== RECORDS FOR THIS EXERCISE ==
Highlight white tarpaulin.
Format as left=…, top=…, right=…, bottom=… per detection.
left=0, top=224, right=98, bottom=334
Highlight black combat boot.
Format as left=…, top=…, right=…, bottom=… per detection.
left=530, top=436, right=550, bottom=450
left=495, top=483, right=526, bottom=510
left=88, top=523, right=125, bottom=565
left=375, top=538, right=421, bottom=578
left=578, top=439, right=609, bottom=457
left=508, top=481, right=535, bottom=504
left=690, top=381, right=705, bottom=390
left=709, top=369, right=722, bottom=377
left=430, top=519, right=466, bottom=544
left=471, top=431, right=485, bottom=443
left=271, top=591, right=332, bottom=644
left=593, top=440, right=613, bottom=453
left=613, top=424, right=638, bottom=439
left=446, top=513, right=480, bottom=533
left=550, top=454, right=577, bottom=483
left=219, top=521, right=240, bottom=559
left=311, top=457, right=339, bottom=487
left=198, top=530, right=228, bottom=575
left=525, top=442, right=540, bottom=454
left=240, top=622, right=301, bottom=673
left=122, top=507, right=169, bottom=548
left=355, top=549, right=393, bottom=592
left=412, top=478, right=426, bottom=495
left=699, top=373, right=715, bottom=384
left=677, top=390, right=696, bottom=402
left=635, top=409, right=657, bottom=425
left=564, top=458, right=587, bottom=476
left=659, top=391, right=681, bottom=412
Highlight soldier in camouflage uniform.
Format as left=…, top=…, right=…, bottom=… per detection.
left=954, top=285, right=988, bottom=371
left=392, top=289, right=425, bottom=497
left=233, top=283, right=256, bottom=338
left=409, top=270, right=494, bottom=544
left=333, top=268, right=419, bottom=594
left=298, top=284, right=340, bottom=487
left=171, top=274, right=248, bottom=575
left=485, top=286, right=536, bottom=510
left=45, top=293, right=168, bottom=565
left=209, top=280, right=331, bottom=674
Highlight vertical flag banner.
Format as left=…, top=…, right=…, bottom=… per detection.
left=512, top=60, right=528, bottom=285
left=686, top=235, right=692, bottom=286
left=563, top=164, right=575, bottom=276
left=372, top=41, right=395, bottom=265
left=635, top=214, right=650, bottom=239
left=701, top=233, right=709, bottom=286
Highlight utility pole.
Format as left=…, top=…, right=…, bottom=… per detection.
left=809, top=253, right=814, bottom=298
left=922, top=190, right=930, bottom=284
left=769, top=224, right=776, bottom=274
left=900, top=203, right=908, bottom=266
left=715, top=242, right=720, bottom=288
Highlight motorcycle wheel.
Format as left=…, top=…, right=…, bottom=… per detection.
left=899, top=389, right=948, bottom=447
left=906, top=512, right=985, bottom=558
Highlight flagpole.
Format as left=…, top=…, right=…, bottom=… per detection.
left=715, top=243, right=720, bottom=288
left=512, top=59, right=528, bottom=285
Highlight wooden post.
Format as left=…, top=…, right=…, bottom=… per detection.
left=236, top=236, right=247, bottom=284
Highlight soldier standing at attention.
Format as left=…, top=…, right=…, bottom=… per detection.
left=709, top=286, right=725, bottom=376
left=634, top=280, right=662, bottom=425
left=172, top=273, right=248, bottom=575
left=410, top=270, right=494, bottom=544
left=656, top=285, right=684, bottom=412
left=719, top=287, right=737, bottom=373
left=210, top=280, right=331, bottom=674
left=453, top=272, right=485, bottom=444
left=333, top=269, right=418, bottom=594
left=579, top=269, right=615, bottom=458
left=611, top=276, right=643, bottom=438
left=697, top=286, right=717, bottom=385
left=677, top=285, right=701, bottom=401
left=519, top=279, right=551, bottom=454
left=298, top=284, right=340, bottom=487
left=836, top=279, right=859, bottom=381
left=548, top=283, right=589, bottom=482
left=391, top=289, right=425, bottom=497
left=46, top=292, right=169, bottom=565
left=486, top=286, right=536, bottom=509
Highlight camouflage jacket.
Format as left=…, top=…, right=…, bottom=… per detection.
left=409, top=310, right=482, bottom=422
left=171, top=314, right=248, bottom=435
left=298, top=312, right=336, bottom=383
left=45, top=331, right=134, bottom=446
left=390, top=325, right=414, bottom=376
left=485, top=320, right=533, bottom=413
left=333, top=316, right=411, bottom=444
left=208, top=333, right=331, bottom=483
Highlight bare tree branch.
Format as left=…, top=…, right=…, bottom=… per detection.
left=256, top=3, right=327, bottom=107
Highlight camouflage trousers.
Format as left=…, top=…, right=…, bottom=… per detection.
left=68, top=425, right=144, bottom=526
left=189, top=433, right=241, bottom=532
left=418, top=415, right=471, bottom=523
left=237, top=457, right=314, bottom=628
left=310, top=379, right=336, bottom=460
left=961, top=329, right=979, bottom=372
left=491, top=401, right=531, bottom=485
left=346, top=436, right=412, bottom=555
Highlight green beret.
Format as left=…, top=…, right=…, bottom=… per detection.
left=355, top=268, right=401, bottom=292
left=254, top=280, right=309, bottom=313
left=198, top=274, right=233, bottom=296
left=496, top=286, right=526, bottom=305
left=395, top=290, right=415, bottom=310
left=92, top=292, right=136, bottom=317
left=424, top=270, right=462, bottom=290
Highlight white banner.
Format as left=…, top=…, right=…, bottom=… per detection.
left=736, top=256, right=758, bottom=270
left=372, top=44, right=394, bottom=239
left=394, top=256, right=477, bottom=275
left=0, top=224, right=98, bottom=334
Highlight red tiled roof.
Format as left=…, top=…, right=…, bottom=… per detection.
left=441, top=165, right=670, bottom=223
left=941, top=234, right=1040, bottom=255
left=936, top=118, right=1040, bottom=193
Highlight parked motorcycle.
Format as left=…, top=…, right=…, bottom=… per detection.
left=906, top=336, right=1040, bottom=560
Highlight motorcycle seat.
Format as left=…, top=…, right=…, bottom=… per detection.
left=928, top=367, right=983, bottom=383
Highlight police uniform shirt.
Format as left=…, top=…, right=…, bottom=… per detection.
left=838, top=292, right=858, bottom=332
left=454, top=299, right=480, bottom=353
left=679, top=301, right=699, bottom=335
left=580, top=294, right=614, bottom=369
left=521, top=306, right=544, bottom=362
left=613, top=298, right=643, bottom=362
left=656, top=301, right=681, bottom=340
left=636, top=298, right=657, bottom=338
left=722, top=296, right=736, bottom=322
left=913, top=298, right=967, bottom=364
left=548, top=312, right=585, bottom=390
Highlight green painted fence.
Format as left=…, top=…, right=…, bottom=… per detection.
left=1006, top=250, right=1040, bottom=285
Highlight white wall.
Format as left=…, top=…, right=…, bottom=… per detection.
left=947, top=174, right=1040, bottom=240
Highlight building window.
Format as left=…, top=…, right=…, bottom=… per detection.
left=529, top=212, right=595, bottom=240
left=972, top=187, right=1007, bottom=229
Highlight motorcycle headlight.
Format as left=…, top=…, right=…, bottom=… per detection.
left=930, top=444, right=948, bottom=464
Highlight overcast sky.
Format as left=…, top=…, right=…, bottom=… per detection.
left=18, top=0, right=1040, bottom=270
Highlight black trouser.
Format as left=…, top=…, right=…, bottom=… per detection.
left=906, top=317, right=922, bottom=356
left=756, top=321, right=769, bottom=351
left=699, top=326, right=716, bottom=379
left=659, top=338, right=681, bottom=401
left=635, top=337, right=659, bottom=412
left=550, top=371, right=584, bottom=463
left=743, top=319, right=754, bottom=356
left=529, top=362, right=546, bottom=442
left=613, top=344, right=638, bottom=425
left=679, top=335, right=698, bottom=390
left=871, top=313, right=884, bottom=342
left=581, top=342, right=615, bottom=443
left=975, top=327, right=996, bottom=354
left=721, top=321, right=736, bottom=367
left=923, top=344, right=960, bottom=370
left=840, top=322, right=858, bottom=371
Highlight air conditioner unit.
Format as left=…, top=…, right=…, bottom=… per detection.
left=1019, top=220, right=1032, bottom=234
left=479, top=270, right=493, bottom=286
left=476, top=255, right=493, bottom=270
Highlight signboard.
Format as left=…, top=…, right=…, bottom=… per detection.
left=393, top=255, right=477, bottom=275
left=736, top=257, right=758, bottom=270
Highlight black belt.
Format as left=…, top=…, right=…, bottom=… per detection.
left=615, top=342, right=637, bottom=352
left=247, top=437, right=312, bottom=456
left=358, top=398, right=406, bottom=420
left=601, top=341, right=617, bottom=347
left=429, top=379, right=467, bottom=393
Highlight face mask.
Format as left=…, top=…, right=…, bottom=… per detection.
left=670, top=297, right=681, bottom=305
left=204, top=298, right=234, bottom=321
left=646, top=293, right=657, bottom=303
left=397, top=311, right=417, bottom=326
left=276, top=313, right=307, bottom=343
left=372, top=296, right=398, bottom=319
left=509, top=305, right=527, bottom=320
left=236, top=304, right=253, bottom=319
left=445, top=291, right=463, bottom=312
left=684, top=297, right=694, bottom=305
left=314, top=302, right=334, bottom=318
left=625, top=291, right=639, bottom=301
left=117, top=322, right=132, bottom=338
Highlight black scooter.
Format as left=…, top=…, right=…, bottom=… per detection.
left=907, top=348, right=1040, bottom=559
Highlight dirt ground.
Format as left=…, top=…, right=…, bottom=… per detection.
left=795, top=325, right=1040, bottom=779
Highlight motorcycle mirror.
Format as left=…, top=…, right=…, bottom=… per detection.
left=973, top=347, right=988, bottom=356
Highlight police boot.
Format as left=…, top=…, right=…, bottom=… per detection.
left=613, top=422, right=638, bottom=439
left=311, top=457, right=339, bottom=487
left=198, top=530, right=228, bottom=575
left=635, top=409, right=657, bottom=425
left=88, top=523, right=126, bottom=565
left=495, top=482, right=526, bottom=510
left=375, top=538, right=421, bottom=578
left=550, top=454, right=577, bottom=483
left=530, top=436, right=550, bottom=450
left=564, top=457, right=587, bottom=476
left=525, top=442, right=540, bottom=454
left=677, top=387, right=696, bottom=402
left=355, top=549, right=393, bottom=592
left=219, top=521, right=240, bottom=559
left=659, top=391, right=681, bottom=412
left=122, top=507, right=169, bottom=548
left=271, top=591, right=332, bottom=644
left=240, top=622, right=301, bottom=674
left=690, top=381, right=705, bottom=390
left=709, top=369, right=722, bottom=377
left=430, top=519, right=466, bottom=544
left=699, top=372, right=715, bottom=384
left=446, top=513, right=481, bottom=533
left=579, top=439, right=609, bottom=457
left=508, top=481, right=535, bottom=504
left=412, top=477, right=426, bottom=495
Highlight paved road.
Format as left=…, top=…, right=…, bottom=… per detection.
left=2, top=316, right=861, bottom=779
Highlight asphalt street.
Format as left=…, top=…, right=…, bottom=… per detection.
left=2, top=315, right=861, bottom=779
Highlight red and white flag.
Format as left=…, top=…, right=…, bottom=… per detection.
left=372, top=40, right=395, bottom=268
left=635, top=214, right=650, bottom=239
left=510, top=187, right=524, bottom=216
===
TRY IT: Nothing but an exact copy of the lines from the start of the entries through the line containing "Highlight black combat boot." belongs in the response.

ANSWER FOR THIS EXERCISE:
Highlight white tarpaulin.
Format as left=…, top=…, right=…, bottom=… per detection.
left=0, top=224, right=98, bottom=334
Highlight black combat boot.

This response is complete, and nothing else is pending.